**TESTO FORNITO:**

Ricerca e formazione, le ragioni del
ritardo
di Andrea Gumina
Come spesso accade, quando si parla di investimenti in ricerca e
formazione nel nostro paese lo si fa in maniera faziosa. E’ vero
che la spesa per ricerca e sviluppo in Italia (includendo in essa
anche il finanziamento di quella che dovrebbe essere emanazione
degli Atenei) impiega una percentuale di Pil inferiore rispetto a
quello dei suoi principali competitor (Usa, Giappone e Far East,
Nord Europa); e per quanto riguarda il finanziamento del settore
scuola nel suo complesso è vero che ad esso venga attribuita una
quota di reddito nazionale di molto inferiore, in confronto al
resto dei paesi più avanzati. Detto ciò, vale la pena fare un paio
di altre considerazioni, che spesso in molti ambienti accademici e
scolastici si preferisce omettere. La prima di esse, è che a
parità di risorse impegnate, rispetto agli altri paesi, da noi si
spende molto di più in stipendi che in strutture: per di più,
questa sperequazione non è legata a emolumenti particolarmente
elevati per chi si distingue, quanto al soddisfacimento delle
necessità di un personale in soprannumero, spesso non
particolarmente qualificato, decisamente poco aggiornato. Il
secondo punto, è che il nostro sistema dell’istruzione risulta
particolarmente restio ad aprirsi alle esigenze e alle risorse
delle imprese, con evidenti ripercussioni sui livelli di
partecipazione al mercato del lavoro dei diplomati e dei laureati
e, non ultimo, sulle opportunità di finanziamento complessive.

**ESERCIZIO 1:**
Stabilisci se le affermazioni (a), (b) e (c) concordano con il testo sulla ricerca e la formazione. Per ciascuna rispondi sì o no e cita le parole decisive del testo.
(a) In Italia la spesa per ricerca e sviluppo assorbe una quota di Pil più bassa rispetto ai principali concorrenti.
(b) Lo squilibrio tra spesa per stipendi e spesa per strutture deriva da retribuzioni molto alte per chi si distingue.
(c) Il sistema dell'istruzione italiano si apre volentieri alle esigenze delle imprese.
**ESERCIZIO 2:** Estendi il testo sulla ricerca e la formazione con un breve paragrafo che riprenda dopo la sua ultima frase.
I record riportati di seguito provengono da una fonte diversa.

**RECORD FORNITI:**
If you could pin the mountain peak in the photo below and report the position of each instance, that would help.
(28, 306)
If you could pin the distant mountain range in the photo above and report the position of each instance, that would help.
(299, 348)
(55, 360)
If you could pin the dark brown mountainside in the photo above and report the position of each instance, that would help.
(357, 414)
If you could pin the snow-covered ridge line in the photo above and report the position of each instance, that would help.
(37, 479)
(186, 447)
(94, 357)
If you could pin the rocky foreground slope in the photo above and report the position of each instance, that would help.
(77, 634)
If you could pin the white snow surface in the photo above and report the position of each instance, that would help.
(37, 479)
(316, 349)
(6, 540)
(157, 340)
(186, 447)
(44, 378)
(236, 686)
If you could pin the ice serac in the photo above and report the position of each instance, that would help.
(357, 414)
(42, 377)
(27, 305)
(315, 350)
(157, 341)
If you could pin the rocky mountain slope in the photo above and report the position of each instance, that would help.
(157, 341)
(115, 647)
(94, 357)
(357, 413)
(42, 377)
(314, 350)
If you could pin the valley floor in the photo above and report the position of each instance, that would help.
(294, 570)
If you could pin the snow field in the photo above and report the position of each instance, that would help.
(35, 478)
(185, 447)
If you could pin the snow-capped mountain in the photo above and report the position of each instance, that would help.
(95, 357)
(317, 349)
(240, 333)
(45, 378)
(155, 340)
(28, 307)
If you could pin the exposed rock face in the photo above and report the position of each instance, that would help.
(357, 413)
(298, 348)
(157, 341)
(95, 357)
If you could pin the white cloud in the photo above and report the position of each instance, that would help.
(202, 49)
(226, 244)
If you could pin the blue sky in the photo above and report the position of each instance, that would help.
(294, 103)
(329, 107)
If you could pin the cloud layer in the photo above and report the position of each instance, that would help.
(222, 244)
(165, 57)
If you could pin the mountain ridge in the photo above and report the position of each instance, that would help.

**RISPOSTA 1:**
(a) Sì: "impiega una percentuale di Pil inferiore rispetto a quello dei suoi principali competitor".
(b) No: "questa sperequazione non è legata a emolumenti particolarmente elevati per chi si distingue".
(c) No: "risulta particolarmente restio ad aprirsi alle esigenze e alle risorse delle imprese".

**RISPOSTA 2:**
Il combinato disposto di questi elementi, rende già oggi
ingestibile il pianeta educazione, minando per di più il
mantenimento, nei prossimi anni, di un adeguato livello di
competitività del nostro sistema Paese. Tuttavia, anche davanti
all’evidenza, le battaglie che gran parte del mondo universitario
e della scuola sta facendo non sembrano indirizzate nella giusta
direzione. Non è utile, ad esempio, che il pubblico debba
sobbarcarsi l’onere di finanziare praticamente in toto l’intero
settore dell’istruzione: questo contraddice ogni logica di
sussidiarietà orizzontale, e, per di più, pregiudica seriamente
l’efficienza nella ricerca e nella formazione. Certo, è
altrettanto negativo il fatto che il governo non abbia ancora
prodotto lo studio di un sistema per importare il modello di fund
raising “anglosassone” in Italia (creando cioè significativi
vantaggi fiscali per chi finanzia la ricerca e l’educazione).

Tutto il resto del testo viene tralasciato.